Fleetwood: From the courts 16-03-16

John Alan Brooks was given a 28-year sentence at Birmingham Crown Court for conspiring to import 1.5 tonnes of cocaine into the UK
John Alan Brooks was given a 28-year sentence at Birmingham Crown Court for conspiring to import 1.5 tonnes of cocaine into the UK

A woman who crashed into a wall at St Annes was shoeless and unsteady on her feet when spoken to by police.

Aimee Bryant, who said she did not know when she left her home or where she was driving to, had been drinking wine before the accident.

Bryant, a 24-year-old call centre worker, of Fleetwood Road, Thornton, pleaded guilty to driving with excess alcohol and not in accordance with her provisional licence.

She was disqualified from driving for 14 months, fined £250 with £85 costs and ordered to pay £25 victims’ surcharge by District Judge Margaret McCormack sitting at Blackpool Magistrates’ Court.

Prosecutor, Martine Connah, said on February 20 at 3.30am police were called to an accident on Todmorden Road where Bryant had crashed her VW Beetle into a wall.

YOUR ASSIGNMENT: Quote the Fleetwood court report above in full, word for word.

GIVEN MATERIAL:
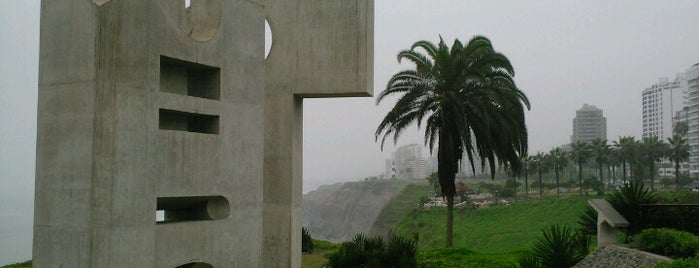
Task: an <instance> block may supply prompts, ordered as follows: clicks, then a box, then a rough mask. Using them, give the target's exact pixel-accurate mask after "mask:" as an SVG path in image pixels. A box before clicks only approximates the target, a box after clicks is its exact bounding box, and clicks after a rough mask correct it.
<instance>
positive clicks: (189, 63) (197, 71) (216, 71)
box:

ANSWER TO THE EXERCISE:
Fleetwood: From the courts 16-03-16

John Alan Brooks was given a 28-year sentence at Birmingham Crown Court for conspiring to import 1.5 tonnes of cocaine into the UK
John Alan Brooks was given a 28-year sentence at Birmingham Crown Court for conspiring to import 1.5 tonnes of cocaine into the UK

A woman who crashed into a wall at St Annes was shoeless and unsteady on her feet when spoken to by police.

Aimee Bryant, who said she did not know when she left her home or where she was driving to, had been drinking wine before the accident.

Bryant, a 24-year-old call centre worker, of Fleetwood Road, Thornton, pleaded guilty to driving with excess alcohol and not in accordance with her provisional licence.

She was disqualified from driving for 14 months, fined £250 with £85 costs and ordered to pay £25 victims’ surcharge by District Judge Margaret McCormack sitting at Blackpool Magistrates’ Court.

Prosecutor, Martine Connah, said on February 20 at 3.30am police were called to an accident on Todmorden Road where Bryant had crashed her VW Beetle into a wall.